E' allora -in modo particolare- che mi viene spontaneo invocare: "Fino a quando? Fino a quando, Signore, ci nasconderai il tuo volto? Non nasconderci più a lungo il tuo volto, Signore".

AVRESTI TUTTE LE RAGIONI

Mi succede di pregarti di non nascondermi il tuo volto, anche quando mi prende sgomento per la mia fragilità, per le mie meschinità, per le mie vigliaccherie d'ogni giorno.
Avresti tutto il diritto di girar via da me il tuo volto. E io avrei tutte le ragioni per pensarti un Dio irato, tutte le ragioni per nascondermi come Adamo. Come sostenere il tuo sguardo, Signore?
Ma poi eccomi da te ricercato come Adamo: Dove sei uomo? Dove sei donna?
E come Caino eccomi, per misericordia, segnato sulla fronte, perché tutti di me abbiano misericordia.

E non sarà l'abisso
della mia lontananza
a sfiorare il tuo manto, Signore?

Dal profondo ho toccato
tremando
la tua tenerezza.

Di questo
e null'altro
essere memoria
vivente
sulla terra.

INTRONIZZAZIONE E DEPOSIZIONE

Ricerchiamo una terra illuminata dal volto di Dio. Ricerchiamo una terra illuminata dal volto dell'altro.
Abbiamo pensato di aver fatto un passo in avanti, insegnando che ciò che conta è "essere" e non "avere". Ma ora scontiamo, dentro e fuori le chiese, tutta l'ambiguità del verbo "essere", senza precisazioni.
L' "essere" arrogante, ubriaco di sé, presuntuoso sbandieratore delle sue certezze, assertore cieco dei suoi diritti o l' "essere" in dialogo, l' "essere" che non si rifugia nei teoremi astratti ma condivide la realtà, l' "essere" innamorato del volto degli altri?

^^^^

## ESERCIZI
[a] Cita dal brano sul volto di Dio il passo che inizia con le parole "Mi succede di" e si chiude dopo "tuo sguardo, Signore?".
[b] Rispondi a queste domande sul brano sul volto di Dio:
(i) Per quali tre motivi, secondo il brano, prende lo sgomento?
(ii) Come quale personaggio biblico si viene segnati sulla fronte, per misericordia?
(iii) Che cosa si è insegnato che conta, pensando di aver fatto un passo in avanti?
[c] Prosegui il brano sul volto di Dio a partire dalla sua ultima frase.

## ESTRATTO DATI
^^^^

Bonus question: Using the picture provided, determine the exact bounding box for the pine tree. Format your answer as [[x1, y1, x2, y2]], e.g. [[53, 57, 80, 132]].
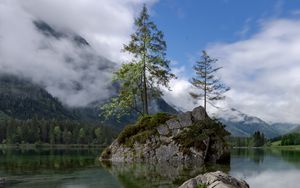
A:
[[190, 51, 229, 114], [102, 6, 175, 116]]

^^^^

## SOLUZIONI
[a]
Mi succede di pregarti di non nascondermi il tuo volto, anche quando mi prende sgomento per la mia fragilità, per le mie meschinità, per le mie vigliaccherie d'ogni giorno.
Avresti tutto il diritto di girar via da me il tuo volto. E io avrei tutte le ragioni per pensarti un Dio irato, tutte le ragioni per nascondermi come Adamo. Come sostenere il tuo sguardo, Signore?

[b]
(i) Per la propria fragilità, le proprie meschinità e le proprie vigliaccherie d'ogni giorno.
(ii) Come Caino.
(iii) Che conta "essere" e non "avere".

[c]
Tutti abbiamo sotto gli occhi gli esiti infausti di una cultura che ha privilegiato, enfatizzato in modo ossessivo e rozzo l' "io": l' "io" che finisce per cancellare il volto dell'altro, esiste solo la mia immagine; non do spazio: esisto solo io; l' "io" che non da voce: si senta solo la mia voce!
Vorrei richiamare un simbolo -anche se non l'unico- dell' "io" che cancella il volto dell'altro: tutti, chi più chi meno, ci siamo in passato fermati a contemplare la lunga carrellata dei tabelloni elettorali e quei volti straripanti e arroganti che andavano ad occupare gli spazi riservati ad altri volti. Forse anche solo questo avrebbe potuto indurre alcuni di noi a non votarli. Simboli inquietanti dell' "io" che cancella il volto dell'altro.
Emmanuel Levinas ancora ci parla -dalle sue pagine- e lancia con intensità un appello alla deposizione del tiranno. Il tiranno da deporre è l' "io" accentratore, il mio "io" che cancella l'altro.

L'ATTENZIONE

Perché ciò avvenga, occorre predicare, in tutti modi e in tutti i luoghi che la ricchezza vera è il volto dell'altro.
Accorgerci dei volti potrebbe prefigurarsi come un primo passaggio.
Succede che siamo così rinchiusi nelle nostre cose, così ripiegati, purtroppo, su noi stessi e sulle nostre cose da non vedere il volto dell'altro.
Ci possono rinchiudere in prigioni buie anche le cose più sacrosante.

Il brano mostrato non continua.